*What is required*
Could you copy out every line of the listing below, keeping each one unchanged and in the same order?

*The records*
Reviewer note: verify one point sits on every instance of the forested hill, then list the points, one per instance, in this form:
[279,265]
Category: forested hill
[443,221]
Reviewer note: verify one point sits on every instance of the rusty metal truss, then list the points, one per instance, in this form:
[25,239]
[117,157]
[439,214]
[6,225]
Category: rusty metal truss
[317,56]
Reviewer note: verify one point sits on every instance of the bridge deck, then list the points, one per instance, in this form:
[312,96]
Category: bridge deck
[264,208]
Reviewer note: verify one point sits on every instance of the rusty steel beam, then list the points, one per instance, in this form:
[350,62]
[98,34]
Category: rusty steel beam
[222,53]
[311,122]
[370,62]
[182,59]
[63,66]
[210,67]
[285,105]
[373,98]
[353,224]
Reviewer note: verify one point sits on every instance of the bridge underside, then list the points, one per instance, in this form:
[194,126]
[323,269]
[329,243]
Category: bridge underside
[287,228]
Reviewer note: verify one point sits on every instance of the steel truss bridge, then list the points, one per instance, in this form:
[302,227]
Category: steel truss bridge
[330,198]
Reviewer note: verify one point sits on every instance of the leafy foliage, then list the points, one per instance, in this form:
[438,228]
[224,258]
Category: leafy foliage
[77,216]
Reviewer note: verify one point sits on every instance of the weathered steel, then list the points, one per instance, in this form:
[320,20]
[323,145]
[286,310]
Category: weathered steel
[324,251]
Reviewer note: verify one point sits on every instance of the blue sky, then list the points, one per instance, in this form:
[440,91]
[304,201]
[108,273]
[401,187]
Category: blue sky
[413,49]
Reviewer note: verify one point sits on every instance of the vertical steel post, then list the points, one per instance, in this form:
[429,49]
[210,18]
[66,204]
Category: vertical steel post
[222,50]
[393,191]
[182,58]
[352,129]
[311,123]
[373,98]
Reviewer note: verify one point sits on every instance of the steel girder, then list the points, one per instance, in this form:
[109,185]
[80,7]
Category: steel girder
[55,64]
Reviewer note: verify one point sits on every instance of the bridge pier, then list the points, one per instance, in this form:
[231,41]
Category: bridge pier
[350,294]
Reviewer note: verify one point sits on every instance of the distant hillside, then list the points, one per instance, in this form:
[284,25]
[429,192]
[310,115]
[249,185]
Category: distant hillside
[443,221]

*Exercise result*
Reviewer note: verify one point sits on every instance of the forested hill, then list the points, one per instance, in this form:
[279,265]
Category: forested hill
[443,221]
Reviewer note: verify one point sits on every instance of the rusty metal truss, then list the points, one per instance, in this form:
[25,239]
[117,157]
[439,214]
[6,225]
Category: rusty metal truss
[317,56]
Reviewer note: verify one point sits on every instance of the bridge deck, then list the points, one per instance, in this form:
[312,96]
Category: bridge deck
[264,208]
Reviewer note: verify one point sits on every instance of the rusty steel beam, then list the points, one per instance, in this form:
[350,62]
[98,34]
Category: rusty steel beam
[222,53]
[311,122]
[370,62]
[182,59]
[63,66]
[210,67]
[285,105]
[373,98]
[353,224]
Reviewer note: verify one point sits on every instance of the bridge underside, then list the points, one per instance, in this form:
[194,126]
[323,269]
[329,243]
Category: bridge underside
[287,228]
Reviewer note: verify one point sits on every instance of the steel truss bridge, then list the points, one per instance, in this form:
[302,227]
Category: steel truss bridge
[330,198]
Reviewer note: verify one point sits on every instance of the leafy foliage, then list the points, one per instance, in this form:
[438,228]
[224,258]
Category: leafy foliage
[77,216]
Reviewer note: verify one point sits on every instance of the weathered steel, then list the points, one per instance, in this form:
[320,20]
[323,145]
[286,310]
Category: weathered steel
[324,251]
Reviewer note: verify one point sits on every instance of the blue sky, then list the points, one per instance, in this form:
[440,91]
[304,201]
[108,273]
[401,187]
Category: blue sky
[413,49]
Reviewer note: verify one point sits on every instance of the vertical steel post, then list the points, one per instance, in this form:
[429,49]
[210,18]
[66,204]
Category: vertical steel post
[222,50]
[393,191]
[182,58]
[352,129]
[311,123]
[373,98]
Reviewer note: verify one point sits on every instance of the steel girder, then list the points, one per instance, in this form:
[109,185]
[80,7]
Category: steel girder
[55,64]
Reviewer note: verify one point sits on every instance of the bridge pier, then list the points, one per instance, in this form:
[231,41]
Category: bridge pier
[350,294]
Reviewer note: verify one point sits on every instance of the distant hillside, then list the points, one per instance, in this form:
[284,25]
[429,192]
[310,115]
[249,185]
Category: distant hillside
[443,221]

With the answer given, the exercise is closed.